**TO BE DONE**
Extract the following lines and reproduce each one without any change.

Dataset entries
•••••

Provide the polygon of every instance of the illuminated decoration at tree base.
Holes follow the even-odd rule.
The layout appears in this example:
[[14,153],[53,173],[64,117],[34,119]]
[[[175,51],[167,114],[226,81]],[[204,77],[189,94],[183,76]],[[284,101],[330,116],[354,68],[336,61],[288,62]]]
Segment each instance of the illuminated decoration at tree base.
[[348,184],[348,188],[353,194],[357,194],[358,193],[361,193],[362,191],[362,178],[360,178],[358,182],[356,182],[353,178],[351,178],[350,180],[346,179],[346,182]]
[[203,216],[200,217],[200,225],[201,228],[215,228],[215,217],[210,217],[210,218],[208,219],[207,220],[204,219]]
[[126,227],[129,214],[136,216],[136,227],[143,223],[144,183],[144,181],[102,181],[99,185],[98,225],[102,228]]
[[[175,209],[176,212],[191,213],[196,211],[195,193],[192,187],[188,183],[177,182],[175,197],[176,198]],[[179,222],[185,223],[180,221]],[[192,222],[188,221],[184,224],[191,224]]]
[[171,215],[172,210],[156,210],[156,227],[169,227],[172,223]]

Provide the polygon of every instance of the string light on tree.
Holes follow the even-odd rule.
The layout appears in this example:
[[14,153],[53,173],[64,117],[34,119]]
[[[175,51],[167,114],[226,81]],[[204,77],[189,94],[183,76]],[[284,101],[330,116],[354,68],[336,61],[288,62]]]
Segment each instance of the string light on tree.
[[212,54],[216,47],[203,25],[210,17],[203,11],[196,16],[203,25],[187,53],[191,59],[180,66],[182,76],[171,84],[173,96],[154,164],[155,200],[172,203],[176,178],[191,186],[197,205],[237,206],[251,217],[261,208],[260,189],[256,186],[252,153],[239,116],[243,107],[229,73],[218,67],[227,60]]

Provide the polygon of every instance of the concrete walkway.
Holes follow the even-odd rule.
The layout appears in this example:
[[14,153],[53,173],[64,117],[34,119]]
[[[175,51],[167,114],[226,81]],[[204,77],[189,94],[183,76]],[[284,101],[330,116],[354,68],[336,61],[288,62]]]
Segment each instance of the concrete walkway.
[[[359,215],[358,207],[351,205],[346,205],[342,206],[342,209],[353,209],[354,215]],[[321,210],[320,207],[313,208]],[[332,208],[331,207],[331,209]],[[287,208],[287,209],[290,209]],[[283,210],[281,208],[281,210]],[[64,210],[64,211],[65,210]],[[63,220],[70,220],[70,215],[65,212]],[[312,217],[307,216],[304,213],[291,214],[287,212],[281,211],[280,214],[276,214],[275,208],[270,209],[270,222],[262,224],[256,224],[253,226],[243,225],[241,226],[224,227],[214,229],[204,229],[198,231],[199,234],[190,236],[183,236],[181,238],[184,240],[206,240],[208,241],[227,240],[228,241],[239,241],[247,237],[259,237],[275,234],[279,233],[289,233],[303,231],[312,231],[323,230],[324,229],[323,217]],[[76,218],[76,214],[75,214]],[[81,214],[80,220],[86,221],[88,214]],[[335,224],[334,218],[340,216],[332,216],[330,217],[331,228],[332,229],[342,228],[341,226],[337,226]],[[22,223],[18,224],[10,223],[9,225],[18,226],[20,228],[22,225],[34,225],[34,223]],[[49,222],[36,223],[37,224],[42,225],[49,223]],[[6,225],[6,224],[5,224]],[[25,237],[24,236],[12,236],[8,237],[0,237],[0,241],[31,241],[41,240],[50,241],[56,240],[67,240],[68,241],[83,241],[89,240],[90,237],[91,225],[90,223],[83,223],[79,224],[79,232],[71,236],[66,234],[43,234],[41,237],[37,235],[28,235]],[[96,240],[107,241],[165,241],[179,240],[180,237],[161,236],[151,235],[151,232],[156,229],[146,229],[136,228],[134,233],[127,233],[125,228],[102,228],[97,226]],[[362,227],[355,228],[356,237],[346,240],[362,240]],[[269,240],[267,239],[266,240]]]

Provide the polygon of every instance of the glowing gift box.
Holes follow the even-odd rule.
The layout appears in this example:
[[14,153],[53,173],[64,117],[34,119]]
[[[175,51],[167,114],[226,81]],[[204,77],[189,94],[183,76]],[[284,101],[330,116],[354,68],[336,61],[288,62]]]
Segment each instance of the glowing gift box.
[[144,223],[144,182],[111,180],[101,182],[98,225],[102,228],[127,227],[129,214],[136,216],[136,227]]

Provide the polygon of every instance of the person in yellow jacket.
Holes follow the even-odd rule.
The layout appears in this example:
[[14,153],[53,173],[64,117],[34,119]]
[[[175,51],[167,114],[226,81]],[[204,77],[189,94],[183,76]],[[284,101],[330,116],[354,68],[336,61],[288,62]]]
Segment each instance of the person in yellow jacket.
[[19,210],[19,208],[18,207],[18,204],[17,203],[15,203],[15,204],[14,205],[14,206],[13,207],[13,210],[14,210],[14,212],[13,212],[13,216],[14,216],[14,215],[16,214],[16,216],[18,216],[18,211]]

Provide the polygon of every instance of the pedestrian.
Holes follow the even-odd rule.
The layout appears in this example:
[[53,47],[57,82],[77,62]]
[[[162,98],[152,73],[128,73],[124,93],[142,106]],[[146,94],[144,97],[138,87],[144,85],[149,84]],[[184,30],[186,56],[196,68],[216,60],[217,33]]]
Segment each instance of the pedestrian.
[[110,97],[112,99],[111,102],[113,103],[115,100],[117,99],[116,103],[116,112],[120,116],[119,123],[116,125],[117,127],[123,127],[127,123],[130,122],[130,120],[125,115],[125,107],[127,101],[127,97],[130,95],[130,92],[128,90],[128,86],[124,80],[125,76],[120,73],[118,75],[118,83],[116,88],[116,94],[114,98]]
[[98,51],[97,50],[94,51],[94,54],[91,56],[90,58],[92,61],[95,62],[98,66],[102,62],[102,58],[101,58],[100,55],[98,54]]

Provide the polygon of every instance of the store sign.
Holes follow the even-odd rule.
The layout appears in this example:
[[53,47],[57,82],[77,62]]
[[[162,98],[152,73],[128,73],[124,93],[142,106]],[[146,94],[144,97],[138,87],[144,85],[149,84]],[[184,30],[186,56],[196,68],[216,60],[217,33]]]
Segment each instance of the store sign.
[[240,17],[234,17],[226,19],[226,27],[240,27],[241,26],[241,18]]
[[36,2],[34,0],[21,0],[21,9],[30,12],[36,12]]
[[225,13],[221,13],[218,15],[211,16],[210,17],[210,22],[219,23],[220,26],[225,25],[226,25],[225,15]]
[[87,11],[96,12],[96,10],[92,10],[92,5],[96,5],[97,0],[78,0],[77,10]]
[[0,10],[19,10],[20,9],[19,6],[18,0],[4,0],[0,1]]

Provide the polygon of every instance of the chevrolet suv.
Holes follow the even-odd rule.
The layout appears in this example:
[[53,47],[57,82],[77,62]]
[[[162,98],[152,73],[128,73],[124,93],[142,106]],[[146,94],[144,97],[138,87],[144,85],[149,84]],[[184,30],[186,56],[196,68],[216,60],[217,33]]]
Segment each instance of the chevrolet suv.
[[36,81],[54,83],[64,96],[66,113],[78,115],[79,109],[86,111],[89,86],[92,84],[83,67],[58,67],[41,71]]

•••••

**TASK ANSWER**
Provide the polygon of every instance of the illuminated decoration at tree base.
Holes follow the even-odd rule.
The layout appears in this example:
[[14,153],[53,173],[64,117],[34,119]]
[[[175,51],[167,114],[226,81]],[[204,77],[189,94],[183,76]],[[284,101],[330,116],[354,68],[336,61],[288,62]]]
Segment each instance of the illuminated decoration at tree base.
[[348,184],[348,188],[353,194],[357,194],[358,193],[361,193],[362,191],[362,178],[360,178],[358,182],[356,182],[353,178],[351,178],[350,180],[346,179],[346,182]]
[[203,216],[200,217],[200,225],[201,228],[215,228],[215,217],[210,217],[210,218],[208,219],[207,220],[204,219]]
[[126,227],[129,214],[136,216],[136,227],[143,223],[144,183],[144,181],[102,181],[99,185],[98,225],[102,228]]
[[[175,209],[176,212],[191,213],[196,211],[195,193],[192,187],[188,183],[177,182],[175,197],[176,198]],[[179,222],[185,223],[180,221]],[[192,222],[188,221],[184,224],[191,224]]]
[[171,215],[172,210],[156,210],[156,227],[169,227],[172,223]]

Provide the polygon of every instance of the string light on tree.
Holes follow the even-odd rule.
The layout appears in this example:
[[14,153],[53,173],[64,117],[34,119]]
[[[175,51],[167,114],[226,81]],[[204,77],[189,94],[183,76]],[[284,101],[330,116],[354,68],[336,61],[288,62]]]
Segment each instance of the string light on tree.
[[212,54],[216,47],[203,25],[210,17],[203,11],[196,16],[203,25],[187,53],[191,59],[180,66],[182,76],[171,84],[173,96],[154,164],[155,200],[172,203],[176,178],[191,186],[197,205],[237,206],[251,217],[261,208],[260,189],[256,186],[252,153],[239,116],[243,107],[229,73],[218,67],[227,60]]

Provide the polygon of every instance of the concrete walkway.
Holes follow the even-odd rule.
The layout appears in this example:
[[14,153],[53,173],[64,117],[34,119]]
[[[175,51],[167,114],[226,81]],[[204,77],[189,94],[183,76]],[[284,101],[330,116],[354,68],[336,61],[288,62]]]
Segment each instance of the concrete walkway.
[[[359,215],[358,207],[351,205],[346,205],[342,206],[342,209],[353,209],[354,215]],[[321,210],[320,207],[313,208]],[[332,208],[331,207],[331,209]],[[287,208],[287,209],[290,209]],[[283,210],[281,208],[281,210]],[[64,210],[64,211],[65,210]],[[63,220],[70,220],[70,215],[65,212]],[[312,217],[307,216],[304,213],[291,214],[287,212],[281,211],[280,214],[276,214],[275,208],[270,209],[270,222],[262,224],[256,224],[253,226],[243,225],[241,226],[224,227],[214,229],[204,229],[198,231],[199,234],[190,236],[183,236],[181,238],[184,240],[206,240],[208,241],[227,240],[228,241],[239,241],[247,237],[259,237],[275,234],[279,233],[289,233],[303,231],[312,231],[323,230],[324,229],[323,217]],[[76,218],[76,214],[75,214]],[[81,214],[80,220],[86,221],[88,214]],[[335,224],[334,218],[340,216],[332,216],[330,217],[331,228],[332,229],[342,228],[341,226],[337,226]],[[22,223],[18,224],[10,223],[9,225],[18,226],[20,228],[22,225],[34,225],[34,223]],[[49,222],[36,223],[37,224],[42,225],[49,223]],[[6,225],[6,224],[5,224]],[[25,237],[24,236],[12,236],[8,237],[0,237],[0,241],[31,241],[41,240],[50,241],[56,240],[67,240],[68,241],[83,241],[89,240],[90,237],[91,225],[90,223],[83,223],[79,224],[79,232],[71,236],[66,234],[43,234],[41,237],[37,235],[28,235]],[[96,240],[107,241],[165,241],[179,240],[180,237],[161,236],[151,235],[151,232],[156,229],[146,229],[136,228],[134,233],[127,233],[125,228],[102,228],[97,226]],[[362,227],[355,228],[356,237],[346,240],[362,240]],[[269,240],[267,239],[266,240]]]

Provide the polygon of every instance of the glowing gift box.
Holes follow the even-odd rule.
The layout appears in this example:
[[14,153],[53,173],[64,117],[34,119]]
[[[175,51],[167,114],[226,81]],[[204,77],[189,94],[183,76]],[[284,101],[330,116],[354,68],[336,61],[288,62]]]
Segment each instance of the glowing gift box.
[[144,223],[144,182],[111,180],[101,182],[98,225],[102,228],[127,227],[129,214],[136,216],[136,227]]

Provide the polygon of every instance of the person in yellow jacket.
Holes follow the even-odd rule.
The layout appears in this example:
[[14,153],[53,173],[64,117],[34,119]]
[[[175,51],[167,114],[226,81]],[[204,77],[189,94],[183,76]],[[284,101],[330,116],[354,68],[336,61],[288,62]]]
Segment each instance of the person in yellow jacket.
[[19,210],[19,208],[18,207],[18,204],[17,203],[15,203],[15,204],[14,205],[14,206],[13,207],[13,210],[14,210],[14,212],[13,212],[13,216],[14,216],[14,215],[16,214],[16,216],[18,216],[18,211]]

Provide the polygon of every instance of the pedestrian.
Holes follow the even-odd rule.
The layout appears in this example:
[[53,47],[57,82],[77,62]]
[[[162,98],[152,73],[128,73],[124,93],[142,106]],[[146,94],[144,97],[138,87],[144,85],[149,84]],[[184,30],[186,56],[196,68],[216,60],[217,33]]]
Segment each instance of the pedestrian.
[[110,97],[112,99],[111,102],[113,103],[115,100],[117,99],[116,103],[116,112],[120,116],[119,123],[116,125],[117,127],[123,127],[127,123],[130,122],[130,120],[125,115],[125,107],[127,101],[127,97],[130,95],[130,92],[128,90],[128,86],[124,80],[125,76],[120,73],[118,75],[118,83],[116,88],[116,94],[114,98]]
[[98,51],[97,50],[94,51],[94,54],[91,56],[90,58],[92,61],[95,62],[98,66],[102,62],[102,58],[101,58],[100,55],[98,54]]

Provide the polygon of every instance of the store sign.
Holes follow the even-odd rule.
The layout appears in this example:
[[53,47],[57,82],[77,62]]
[[[162,98],[152,73],[128,73],[124,93],[142,106]],[[146,94],[144,97],[138,87],[144,85],[149,84]],[[184,30],[186,56],[196,68],[216,60],[217,33]]]
Segment each instance of the store sign.
[[240,17],[234,17],[226,19],[226,27],[240,27],[241,26],[241,18]]
[[36,2],[34,0],[21,0],[21,9],[30,12],[36,12]]
[[225,13],[221,13],[218,15],[211,16],[210,17],[210,22],[219,23],[220,26],[225,25],[226,25],[225,15]]
[[87,11],[96,12],[96,10],[92,10],[92,5],[96,5],[97,0],[78,0],[77,10]]
[[0,10],[19,10],[20,9],[19,6],[18,0],[4,0],[0,1]]

Provide the polygon of every instance of the chevrolet suv.
Holes follow the even-odd rule.
The layout appears in this example:
[[53,47],[57,82],[77,62]]
[[[162,98],[152,73],[128,73],[124,93],[142,106]],[[146,94],[144,97],[138,87],[144,85],[149,84]],[[184,30],[186,56],[196,68],[216,60],[217,33]]]
Segment each instance of the chevrolet suv.
[[36,81],[54,83],[64,96],[66,113],[78,115],[79,109],[86,111],[89,86],[92,84],[83,67],[58,67],[41,71]]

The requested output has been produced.